• **Goal**
Please return each line below that contains the word "test". Case counts.

Coordinate annotation records

=====

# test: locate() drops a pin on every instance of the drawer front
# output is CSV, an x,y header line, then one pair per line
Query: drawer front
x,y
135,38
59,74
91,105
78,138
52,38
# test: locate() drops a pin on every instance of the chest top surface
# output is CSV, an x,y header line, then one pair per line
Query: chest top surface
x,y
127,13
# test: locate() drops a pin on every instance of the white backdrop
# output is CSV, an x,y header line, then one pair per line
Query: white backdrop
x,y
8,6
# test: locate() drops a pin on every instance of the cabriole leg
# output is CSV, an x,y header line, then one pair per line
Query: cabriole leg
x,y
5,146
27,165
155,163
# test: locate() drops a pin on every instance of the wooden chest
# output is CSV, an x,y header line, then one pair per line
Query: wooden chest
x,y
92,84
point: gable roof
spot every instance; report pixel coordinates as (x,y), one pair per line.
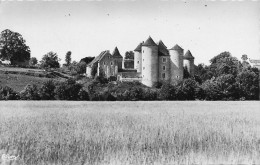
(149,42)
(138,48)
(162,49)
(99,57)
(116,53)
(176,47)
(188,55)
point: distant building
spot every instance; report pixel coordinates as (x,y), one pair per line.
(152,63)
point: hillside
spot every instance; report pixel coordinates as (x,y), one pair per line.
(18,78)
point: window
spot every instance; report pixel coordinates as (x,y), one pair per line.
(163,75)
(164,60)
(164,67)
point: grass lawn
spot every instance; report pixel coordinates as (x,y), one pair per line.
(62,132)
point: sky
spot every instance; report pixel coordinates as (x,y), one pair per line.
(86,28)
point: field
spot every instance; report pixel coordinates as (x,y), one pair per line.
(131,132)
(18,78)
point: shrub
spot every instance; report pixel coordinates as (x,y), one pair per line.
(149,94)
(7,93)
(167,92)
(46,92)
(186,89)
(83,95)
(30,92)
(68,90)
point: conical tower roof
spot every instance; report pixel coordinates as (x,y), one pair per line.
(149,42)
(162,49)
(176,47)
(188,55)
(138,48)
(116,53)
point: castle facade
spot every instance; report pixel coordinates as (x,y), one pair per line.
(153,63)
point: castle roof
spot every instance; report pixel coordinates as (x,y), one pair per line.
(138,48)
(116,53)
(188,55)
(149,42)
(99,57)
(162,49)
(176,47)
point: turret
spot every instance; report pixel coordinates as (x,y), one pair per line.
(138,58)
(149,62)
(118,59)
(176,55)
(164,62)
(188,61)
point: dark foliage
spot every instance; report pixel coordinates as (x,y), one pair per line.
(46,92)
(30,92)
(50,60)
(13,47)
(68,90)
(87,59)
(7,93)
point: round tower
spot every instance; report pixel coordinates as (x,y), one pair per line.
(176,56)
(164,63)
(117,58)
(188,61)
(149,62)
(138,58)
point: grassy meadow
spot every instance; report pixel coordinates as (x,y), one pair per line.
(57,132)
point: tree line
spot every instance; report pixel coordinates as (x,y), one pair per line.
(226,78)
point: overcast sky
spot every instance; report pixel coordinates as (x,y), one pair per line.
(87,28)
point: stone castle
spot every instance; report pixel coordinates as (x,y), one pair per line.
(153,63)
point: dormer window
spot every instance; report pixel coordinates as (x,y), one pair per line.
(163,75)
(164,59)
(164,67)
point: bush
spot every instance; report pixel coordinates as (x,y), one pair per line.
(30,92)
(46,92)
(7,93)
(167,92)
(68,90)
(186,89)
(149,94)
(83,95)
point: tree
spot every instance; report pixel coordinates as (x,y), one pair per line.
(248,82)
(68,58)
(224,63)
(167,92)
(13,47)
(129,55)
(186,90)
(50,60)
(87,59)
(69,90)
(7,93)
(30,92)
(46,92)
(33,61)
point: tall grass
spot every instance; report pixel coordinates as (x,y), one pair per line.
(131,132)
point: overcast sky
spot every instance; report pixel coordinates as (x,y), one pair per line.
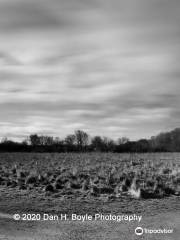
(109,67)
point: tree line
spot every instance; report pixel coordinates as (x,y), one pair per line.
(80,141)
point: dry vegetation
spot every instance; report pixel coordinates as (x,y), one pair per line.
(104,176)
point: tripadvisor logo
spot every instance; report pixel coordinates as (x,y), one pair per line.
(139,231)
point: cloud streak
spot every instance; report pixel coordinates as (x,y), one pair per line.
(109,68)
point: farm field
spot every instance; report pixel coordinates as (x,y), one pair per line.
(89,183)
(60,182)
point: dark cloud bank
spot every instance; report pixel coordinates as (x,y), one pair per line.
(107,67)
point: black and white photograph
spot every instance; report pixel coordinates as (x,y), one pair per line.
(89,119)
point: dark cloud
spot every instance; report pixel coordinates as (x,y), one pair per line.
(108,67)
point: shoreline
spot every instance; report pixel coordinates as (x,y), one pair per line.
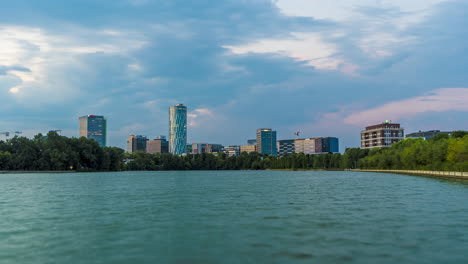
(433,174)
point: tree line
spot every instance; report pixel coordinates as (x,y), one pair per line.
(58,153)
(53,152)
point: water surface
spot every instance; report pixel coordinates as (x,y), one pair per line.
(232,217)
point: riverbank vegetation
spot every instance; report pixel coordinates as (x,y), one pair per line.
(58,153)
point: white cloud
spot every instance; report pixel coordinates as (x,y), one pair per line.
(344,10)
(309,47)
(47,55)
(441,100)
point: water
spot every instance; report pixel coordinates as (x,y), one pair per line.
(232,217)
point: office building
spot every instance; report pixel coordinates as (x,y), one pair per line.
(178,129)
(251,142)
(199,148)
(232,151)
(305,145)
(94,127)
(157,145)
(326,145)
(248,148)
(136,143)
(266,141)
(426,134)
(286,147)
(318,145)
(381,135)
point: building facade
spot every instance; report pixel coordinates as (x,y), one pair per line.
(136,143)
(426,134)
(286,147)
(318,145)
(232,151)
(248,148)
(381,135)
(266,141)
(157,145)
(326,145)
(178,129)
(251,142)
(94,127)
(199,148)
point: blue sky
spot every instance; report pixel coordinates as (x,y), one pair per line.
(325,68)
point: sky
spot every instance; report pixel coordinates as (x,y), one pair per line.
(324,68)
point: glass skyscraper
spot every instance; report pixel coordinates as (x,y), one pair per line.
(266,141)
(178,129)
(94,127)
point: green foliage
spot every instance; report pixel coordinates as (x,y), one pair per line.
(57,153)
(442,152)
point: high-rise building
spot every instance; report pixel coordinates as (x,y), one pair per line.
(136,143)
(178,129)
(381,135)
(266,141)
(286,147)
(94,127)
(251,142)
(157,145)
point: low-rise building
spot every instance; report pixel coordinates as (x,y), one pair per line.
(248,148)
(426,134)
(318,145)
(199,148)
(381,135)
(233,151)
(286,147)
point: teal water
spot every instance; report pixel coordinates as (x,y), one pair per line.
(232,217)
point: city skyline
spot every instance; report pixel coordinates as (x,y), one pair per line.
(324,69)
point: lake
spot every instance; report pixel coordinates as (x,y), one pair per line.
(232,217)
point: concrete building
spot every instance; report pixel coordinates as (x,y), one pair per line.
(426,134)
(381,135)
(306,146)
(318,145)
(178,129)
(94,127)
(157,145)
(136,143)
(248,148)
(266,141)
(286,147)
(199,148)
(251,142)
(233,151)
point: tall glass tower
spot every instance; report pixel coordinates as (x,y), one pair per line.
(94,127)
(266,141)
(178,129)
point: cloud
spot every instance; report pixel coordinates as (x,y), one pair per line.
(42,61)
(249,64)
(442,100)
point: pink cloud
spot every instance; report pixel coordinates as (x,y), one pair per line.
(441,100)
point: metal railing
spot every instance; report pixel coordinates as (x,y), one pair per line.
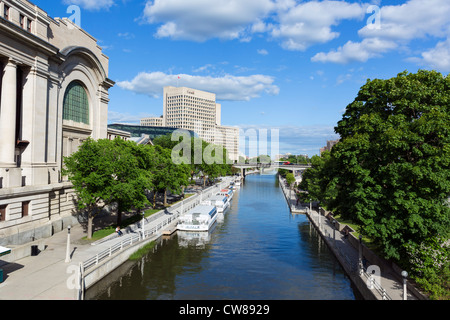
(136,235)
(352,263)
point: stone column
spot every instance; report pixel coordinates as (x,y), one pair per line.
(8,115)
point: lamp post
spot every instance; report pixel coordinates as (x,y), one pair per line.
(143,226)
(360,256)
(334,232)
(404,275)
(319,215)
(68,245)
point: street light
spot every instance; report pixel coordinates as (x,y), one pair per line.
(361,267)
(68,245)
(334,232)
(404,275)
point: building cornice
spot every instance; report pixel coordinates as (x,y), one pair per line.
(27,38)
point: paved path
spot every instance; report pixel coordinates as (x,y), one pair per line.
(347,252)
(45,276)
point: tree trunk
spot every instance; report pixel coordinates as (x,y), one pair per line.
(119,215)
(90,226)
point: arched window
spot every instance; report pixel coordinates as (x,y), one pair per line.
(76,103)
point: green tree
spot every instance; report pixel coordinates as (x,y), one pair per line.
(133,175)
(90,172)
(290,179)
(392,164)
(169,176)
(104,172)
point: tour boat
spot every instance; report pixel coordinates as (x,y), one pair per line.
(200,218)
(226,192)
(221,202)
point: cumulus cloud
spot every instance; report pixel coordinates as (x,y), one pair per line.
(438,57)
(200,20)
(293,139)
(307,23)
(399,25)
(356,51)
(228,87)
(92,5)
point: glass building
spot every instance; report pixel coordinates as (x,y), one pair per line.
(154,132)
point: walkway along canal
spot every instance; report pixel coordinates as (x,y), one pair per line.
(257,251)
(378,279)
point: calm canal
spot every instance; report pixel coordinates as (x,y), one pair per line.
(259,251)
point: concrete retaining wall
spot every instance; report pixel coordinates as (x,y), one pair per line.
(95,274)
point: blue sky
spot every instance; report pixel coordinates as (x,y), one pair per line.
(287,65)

=====

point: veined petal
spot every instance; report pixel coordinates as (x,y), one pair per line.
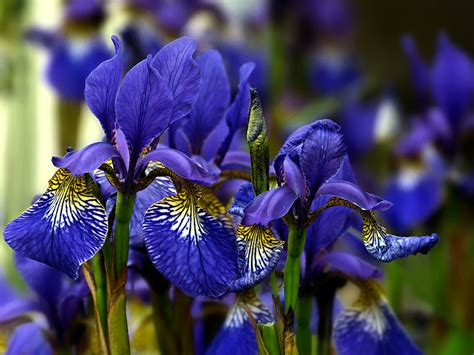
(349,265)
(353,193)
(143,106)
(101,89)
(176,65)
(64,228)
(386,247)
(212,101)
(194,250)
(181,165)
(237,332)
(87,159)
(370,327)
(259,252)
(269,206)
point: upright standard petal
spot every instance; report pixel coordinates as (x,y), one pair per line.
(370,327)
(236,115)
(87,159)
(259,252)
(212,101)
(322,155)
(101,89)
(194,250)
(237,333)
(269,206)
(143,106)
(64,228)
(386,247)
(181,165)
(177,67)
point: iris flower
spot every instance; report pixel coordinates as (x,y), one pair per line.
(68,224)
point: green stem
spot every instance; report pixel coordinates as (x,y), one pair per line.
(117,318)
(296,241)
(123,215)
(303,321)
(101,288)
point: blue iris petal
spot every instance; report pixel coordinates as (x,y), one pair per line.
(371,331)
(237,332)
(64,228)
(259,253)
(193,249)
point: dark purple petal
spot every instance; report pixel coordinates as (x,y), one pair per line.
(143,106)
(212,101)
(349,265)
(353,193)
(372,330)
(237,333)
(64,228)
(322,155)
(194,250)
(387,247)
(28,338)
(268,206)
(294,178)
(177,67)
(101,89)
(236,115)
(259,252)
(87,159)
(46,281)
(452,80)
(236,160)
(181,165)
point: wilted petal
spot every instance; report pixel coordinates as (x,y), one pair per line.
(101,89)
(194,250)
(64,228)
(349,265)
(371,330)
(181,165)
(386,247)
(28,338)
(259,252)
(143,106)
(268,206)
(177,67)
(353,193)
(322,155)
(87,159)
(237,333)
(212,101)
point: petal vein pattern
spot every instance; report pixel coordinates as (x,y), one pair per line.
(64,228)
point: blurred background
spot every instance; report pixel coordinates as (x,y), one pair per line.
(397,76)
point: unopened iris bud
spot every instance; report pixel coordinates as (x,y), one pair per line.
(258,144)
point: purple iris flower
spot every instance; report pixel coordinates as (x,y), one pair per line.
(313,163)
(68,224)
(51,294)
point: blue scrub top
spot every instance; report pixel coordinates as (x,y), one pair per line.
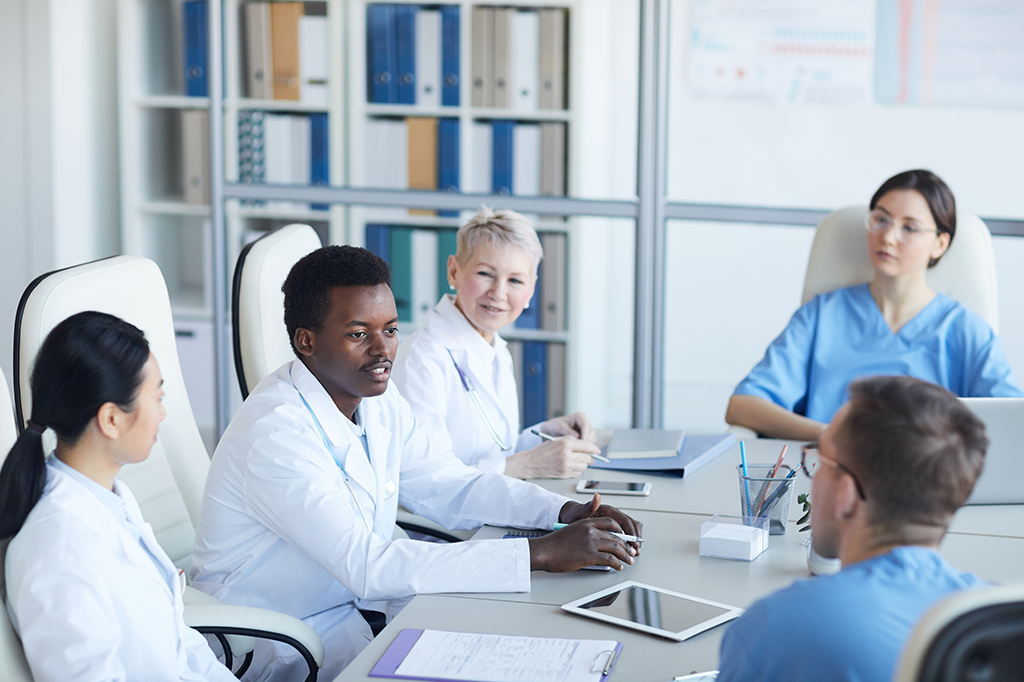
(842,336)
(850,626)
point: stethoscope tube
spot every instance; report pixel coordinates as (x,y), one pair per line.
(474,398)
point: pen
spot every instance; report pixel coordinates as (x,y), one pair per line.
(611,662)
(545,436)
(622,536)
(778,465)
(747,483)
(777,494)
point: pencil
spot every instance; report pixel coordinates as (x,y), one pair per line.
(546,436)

=====

• **Result for this exercise**
# test: locate() drops a pin on every instance of the drawer front
# test: locate() drops a pin on every instance of the chest top surface
# test: locate() drops a pin on every instance of the white backdrop
# test: locate() drops a pin on every instance of the cabriole leg
# test: locate() drops a pin on every instance of the wooden chest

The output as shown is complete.